What you are asked to do. Repeat exactly the lines that run from the one containing "TARGET: pitched roof" to the end of the data, and leave out all others.

(Photo-based referring expression data)
-*-*-

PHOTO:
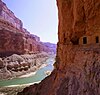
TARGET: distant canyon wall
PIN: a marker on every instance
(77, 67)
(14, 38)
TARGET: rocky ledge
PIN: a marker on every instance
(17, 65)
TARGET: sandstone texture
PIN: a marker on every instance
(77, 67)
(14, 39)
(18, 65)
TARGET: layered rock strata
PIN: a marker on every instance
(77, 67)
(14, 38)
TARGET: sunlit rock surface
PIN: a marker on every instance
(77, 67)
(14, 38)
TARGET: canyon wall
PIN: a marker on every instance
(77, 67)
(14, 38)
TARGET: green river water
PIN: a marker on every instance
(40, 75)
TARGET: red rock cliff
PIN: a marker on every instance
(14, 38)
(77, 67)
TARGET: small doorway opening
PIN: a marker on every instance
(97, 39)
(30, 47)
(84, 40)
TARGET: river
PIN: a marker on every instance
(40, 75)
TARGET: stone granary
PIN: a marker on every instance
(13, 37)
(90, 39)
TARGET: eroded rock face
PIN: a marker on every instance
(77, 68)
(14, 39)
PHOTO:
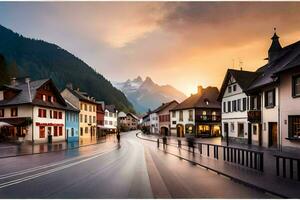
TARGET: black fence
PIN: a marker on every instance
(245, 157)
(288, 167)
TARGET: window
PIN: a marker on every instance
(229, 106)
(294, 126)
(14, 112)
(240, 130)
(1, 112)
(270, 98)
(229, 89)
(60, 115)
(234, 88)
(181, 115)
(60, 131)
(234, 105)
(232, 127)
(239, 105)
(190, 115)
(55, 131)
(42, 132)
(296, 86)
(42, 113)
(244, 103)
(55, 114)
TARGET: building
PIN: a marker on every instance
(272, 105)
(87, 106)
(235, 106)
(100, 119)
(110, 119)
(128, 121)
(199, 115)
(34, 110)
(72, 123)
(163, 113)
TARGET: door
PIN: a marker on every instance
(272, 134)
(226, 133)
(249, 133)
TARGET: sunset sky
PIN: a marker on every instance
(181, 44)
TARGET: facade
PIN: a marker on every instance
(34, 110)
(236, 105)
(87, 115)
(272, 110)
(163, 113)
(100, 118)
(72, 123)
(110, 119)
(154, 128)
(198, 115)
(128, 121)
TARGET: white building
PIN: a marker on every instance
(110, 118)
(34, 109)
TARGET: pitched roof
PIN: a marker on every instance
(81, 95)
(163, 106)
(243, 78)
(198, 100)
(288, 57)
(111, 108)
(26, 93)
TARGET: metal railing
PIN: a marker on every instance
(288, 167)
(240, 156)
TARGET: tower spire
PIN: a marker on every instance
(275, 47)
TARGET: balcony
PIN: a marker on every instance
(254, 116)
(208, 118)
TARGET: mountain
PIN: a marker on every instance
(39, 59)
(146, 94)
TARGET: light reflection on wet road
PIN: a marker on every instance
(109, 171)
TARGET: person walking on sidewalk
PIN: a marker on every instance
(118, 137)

-*-*-

Expected output.
TARGET: pitched roof
PIN: a marker on every instance
(81, 95)
(163, 106)
(243, 78)
(198, 100)
(288, 57)
(111, 108)
(26, 93)
TARGET: metal railing
PIN: a marker on every instance
(288, 167)
(240, 156)
TARGET: tower spire
PIN: a marker on every instance
(275, 47)
TARGET: balcony
PIN: a marker on every instance
(254, 116)
(208, 118)
TARGET: mountain
PIN: a marker on every instance
(39, 59)
(146, 94)
TARGET: light reflection on wet road
PIN: a marker on every instance
(109, 171)
TARGET: person walking on sidewalk
PIN: a marker on every instance
(118, 137)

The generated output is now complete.